= Fragmento de texto =
Entonces, podríamos decir que la novela nos expone un Marco Aurelio con el que muchos historiadores no estarían totalmente de acuerdo. Sin embargo, una novela como esta, aunque sea histórica, no tiene por qué ser objetiva, solo verosímil. La novela no puede asumir las funciones del texto académico. Igual sucede del otro lado: un lector no puede creer que una novela le describe hechos reales, no solo porque el pasado es algo que nadie podrá capturar plenamente en sus manos (ningún autor ni lector), pero también porque, como ya lo dije, la literatura es un tipo de narración diferente al escrito científico. En este sentido, Montoya nos trae una novela que reúne la función básica de la literatura: entretiene, pero no se queda allí. Además, “informa” buenamente sobre el contexto cultural (con sus creencias), jurídico (por la importancia del derecho romano) y político-militar del filósofo-emperador, y “forma” en algunos principios básicos de la filosofía del momento, en especial del estoicismo, a partir de reflexiones desafiantes para el lector; sin embargo, no podemos pedirle exactitud histórica ni él tiene por qué darla. Estoy seguro de que el lector queda incentivado para estudiar un poco más por su cuenta sobre ese interesante período que refleja esta novela y sobre una escuela filosófica que hoy día está tomando dimensiones fuertísimas porque se convierte en una forma de afrontar la crudeza del mundo hiperindividualista, hiperconsumista e hiperdesgarrador como lo es el nuestro.

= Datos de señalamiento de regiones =
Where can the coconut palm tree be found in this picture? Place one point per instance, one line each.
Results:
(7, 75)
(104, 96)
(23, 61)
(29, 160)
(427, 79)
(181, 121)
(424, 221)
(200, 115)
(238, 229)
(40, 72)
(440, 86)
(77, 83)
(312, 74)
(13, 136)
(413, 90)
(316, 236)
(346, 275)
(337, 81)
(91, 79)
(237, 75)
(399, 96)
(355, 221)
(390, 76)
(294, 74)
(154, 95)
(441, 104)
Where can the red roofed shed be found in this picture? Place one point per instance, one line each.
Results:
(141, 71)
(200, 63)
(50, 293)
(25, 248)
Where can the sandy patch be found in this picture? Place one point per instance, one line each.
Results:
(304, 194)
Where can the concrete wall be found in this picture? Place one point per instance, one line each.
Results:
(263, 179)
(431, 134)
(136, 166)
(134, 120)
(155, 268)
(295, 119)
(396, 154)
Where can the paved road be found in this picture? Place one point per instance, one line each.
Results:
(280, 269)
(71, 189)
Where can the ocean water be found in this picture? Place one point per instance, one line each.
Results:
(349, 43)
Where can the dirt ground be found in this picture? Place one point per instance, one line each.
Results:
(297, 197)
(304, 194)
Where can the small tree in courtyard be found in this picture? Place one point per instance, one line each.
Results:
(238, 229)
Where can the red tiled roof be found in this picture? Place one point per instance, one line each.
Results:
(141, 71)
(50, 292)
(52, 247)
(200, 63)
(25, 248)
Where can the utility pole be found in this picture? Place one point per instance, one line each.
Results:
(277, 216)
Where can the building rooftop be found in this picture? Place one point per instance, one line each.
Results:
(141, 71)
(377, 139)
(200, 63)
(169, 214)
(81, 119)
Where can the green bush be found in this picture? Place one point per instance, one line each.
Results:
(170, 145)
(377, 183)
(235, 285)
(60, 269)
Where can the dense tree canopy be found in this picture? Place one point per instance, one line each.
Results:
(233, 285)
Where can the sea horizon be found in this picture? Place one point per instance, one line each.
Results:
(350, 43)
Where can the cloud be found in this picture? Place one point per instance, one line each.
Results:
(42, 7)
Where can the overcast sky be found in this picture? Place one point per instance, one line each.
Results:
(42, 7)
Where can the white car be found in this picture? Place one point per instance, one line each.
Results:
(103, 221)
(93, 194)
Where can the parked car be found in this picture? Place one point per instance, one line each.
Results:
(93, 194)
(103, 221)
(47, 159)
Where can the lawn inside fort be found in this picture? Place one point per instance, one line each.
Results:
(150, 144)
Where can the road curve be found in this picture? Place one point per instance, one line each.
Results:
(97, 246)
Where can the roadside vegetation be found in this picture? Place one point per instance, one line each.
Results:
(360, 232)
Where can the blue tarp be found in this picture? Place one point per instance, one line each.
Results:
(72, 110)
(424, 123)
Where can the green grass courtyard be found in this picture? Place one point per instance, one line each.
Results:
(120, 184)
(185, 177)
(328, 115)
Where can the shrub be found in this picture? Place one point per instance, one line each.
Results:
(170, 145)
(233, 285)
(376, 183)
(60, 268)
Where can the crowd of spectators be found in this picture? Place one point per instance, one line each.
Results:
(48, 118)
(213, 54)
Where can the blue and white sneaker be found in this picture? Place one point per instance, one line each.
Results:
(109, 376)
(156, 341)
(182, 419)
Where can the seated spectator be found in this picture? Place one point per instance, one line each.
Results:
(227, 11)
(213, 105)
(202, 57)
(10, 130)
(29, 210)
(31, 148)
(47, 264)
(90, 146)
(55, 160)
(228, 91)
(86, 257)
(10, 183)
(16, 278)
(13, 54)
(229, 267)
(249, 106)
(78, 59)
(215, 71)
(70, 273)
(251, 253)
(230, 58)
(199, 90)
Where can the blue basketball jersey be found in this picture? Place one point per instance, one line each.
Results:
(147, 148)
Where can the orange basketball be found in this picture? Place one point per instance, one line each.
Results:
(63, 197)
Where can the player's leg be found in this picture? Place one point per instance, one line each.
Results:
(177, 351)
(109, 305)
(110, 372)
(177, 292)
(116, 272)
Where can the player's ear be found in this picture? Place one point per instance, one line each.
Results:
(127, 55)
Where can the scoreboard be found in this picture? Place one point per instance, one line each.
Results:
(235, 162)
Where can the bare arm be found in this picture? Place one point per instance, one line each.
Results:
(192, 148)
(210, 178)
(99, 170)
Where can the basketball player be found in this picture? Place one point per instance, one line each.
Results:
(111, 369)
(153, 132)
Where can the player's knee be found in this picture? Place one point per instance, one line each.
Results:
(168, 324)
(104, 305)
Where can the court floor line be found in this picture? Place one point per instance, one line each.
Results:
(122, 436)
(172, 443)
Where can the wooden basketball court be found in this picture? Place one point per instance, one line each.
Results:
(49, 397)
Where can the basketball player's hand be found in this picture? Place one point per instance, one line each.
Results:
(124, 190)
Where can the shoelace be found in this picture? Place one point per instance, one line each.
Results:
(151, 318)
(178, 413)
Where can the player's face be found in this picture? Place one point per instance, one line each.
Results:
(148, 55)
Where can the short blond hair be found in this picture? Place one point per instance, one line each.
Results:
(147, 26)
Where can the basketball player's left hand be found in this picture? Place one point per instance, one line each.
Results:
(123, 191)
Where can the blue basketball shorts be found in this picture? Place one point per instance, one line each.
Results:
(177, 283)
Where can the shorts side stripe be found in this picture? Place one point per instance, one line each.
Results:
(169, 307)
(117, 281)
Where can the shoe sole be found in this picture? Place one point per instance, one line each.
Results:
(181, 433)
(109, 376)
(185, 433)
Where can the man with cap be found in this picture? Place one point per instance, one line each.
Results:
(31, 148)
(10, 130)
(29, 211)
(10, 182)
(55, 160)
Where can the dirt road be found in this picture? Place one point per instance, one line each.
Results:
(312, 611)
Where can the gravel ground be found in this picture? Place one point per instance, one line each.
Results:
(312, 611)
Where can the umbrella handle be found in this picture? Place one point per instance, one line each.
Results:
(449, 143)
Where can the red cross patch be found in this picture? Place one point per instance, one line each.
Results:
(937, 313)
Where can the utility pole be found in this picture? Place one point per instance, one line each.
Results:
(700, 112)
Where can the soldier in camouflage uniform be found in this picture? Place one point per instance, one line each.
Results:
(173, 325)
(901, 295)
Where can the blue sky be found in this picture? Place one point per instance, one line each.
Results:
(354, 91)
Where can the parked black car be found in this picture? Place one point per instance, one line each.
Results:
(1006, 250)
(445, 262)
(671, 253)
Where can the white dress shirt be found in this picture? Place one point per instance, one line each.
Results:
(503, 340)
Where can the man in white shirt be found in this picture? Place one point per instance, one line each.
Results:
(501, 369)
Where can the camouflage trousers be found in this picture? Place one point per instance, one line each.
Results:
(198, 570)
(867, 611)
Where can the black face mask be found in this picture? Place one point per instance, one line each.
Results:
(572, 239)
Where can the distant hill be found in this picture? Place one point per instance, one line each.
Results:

= Instrucciones de trabajo =
1/ Según el fragmento sobre la novela de Marco Aurelio, ¿en qué escuela filosófica "forma" la obra en especial?
2/ Prosigue el fragmento sobre la novela de Marco Aurelio a partir de su última oración.
Los registros no tienen relación alguna con el fragmento.

= Respuestas en orden =
1/ En el estoicismo.

2/
Finalmente, una observación curiosa: uno de los personajes con lo que conversa Marco Aurelio, en Alejandría, es, nada más y nada menos, que Borges (p. 174 en adelante), con quien debate sobre la importancia del lenguaje y de los libros. Esto me recuerda la obra “El nombre de la rosa” de Umberto Eco, donde igualmente muchos personajes históricos inspiraron diversos personajes de la novela, y tanto en el colombiano como en el italiano, Borges es uno de ellos.
Por todo lo anterior, la recomiendo ampliamente (2024-05-27).